(Saved entries)
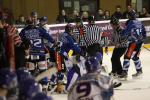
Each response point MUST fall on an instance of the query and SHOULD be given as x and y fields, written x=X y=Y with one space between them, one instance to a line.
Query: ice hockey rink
x=132 y=89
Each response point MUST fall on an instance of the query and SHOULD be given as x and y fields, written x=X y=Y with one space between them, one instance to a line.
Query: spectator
x=144 y=13
x=107 y=15
x=126 y=13
x=117 y=14
x=62 y=17
x=21 y=20
x=85 y=16
x=100 y=15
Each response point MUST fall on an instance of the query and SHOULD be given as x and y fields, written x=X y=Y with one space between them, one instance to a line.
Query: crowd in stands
x=65 y=17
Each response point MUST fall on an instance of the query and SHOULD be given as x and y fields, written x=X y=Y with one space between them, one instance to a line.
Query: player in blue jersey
x=36 y=35
x=68 y=43
x=136 y=34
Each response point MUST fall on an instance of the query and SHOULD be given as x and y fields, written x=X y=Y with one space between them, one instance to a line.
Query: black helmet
x=34 y=13
x=91 y=18
x=43 y=19
x=114 y=20
x=68 y=28
x=132 y=14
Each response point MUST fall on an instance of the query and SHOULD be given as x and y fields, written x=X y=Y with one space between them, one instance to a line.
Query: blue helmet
x=23 y=74
x=132 y=14
x=99 y=56
x=34 y=13
x=29 y=88
x=8 y=79
x=92 y=64
x=44 y=81
x=43 y=19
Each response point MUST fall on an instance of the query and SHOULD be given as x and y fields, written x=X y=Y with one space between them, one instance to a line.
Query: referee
x=120 y=47
x=79 y=35
x=93 y=37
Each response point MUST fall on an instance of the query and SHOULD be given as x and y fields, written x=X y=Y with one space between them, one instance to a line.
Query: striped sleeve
x=93 y=34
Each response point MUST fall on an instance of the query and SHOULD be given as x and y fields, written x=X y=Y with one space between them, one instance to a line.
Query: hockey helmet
x=91 y=19
x=34 y=13
x=44 y=81
x=43 y=19
x=78 y=19
x=69 y=28
x=114 y=20
x=41 y=96
x=132 y=14
x=92 y=65
x=8 y=79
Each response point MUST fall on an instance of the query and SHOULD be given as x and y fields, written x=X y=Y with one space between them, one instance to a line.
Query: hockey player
x=68 y=43
x=79 y=35
x=136 y=34
x=93 y=85
x=120 y=43
x=37 y=49
x=43 y=22
x=57 y=80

■ **AIM OF THE TASK**:
Output the records exactly, pictures excluded.

■ **PROBLEM SOLUTION**:
Each response point MUST fall on an instance of the query and SHOULD be given as x and y fields, written x=X y=Y with one space between them, one instance to a line.
Query: ice hockey rink
x=132 y=89
Each response point MUST fall on an instance of the query and SHOULD be given as x and y fields, written x=X y=Y with one space between them, one instance to a line.
Query: spectator
x=144 y=13
x=107 y=15
x=126 y=13
x=117 y=14
x=62 y=17
x=21 y=20
x=85 y=16
x=100 y=15
Each response point MUST fall on an instance of the query and SHOULD be given as x and y fields, written x=X y=Y with one space between them, one instance to a line.
Query: crowd in stands
x=65 y=17
Each response point MUST fall on an instance of the query and SHOULD be given as x and y fields, written x=X y=Y with one space between them, one instance to a line.
Query: player in blue jersey
x=36 y=35
x=68 y=43
x=136 y=34
Each response point MUST fall on an instance of the query and SHOULD be given as x and y fields, written x=X y=Y with one space between them, one instance to a line.
Query: black helmet
x=34 y=13
x=91 y=18
x=43 y=19
x=114 y=20
x=68 y=28
x=132 y=14
Each response point MUST fall on an instance of the query and SHOULD be given as x and y fields, written x=X y=Y with one space between them, one instance to a line.
Query: blue helmet
x=23 y=74
x=132 y=14
x=99 y=56
x=34 y=13
x=29 y=88
x=8 y=79
x=92 y=64
x=44 y=81
x=43 y=19
Each response point MUST fall on an instance of the query and SHOULD be given as x and y fields, written x=X y=Y with one space between them, one instance to a line.
Query: referee
x=120 y=47
x=79 y=35
x=93 y=37
Each response point MUST fall on an instance of the query and SHOULD be given as x and y fields, written x=X y=Y with one space between them, one instance to a line.
Query: striped sleeve
x=93 y=34
Each response point MUST fall on an instance of the query and SHOULD be given as x and y fields, written x=X y=Y with one space between them, one instance to a line.
Query: hockey helmet
x=91 y=19
x=34 y=13
x=44 y=81
x=43 y=19
x=78 y=19
x=69 y=28
x=114 y=20
x=41 y=96
x=132 y=14
x=92 y=65
x=8 y=79
Each response point MUST fall on an instance of the query and SHOULD be given as x and y fields, written x=X y=Y with one space between them, one instance to a line.
Query: hockey player
x=68 y=43
x=79 y=35
x=136 y=34
x=93 y=85
x=120 y=43
x=37 y=49
x=43 y=22
x=57 y=80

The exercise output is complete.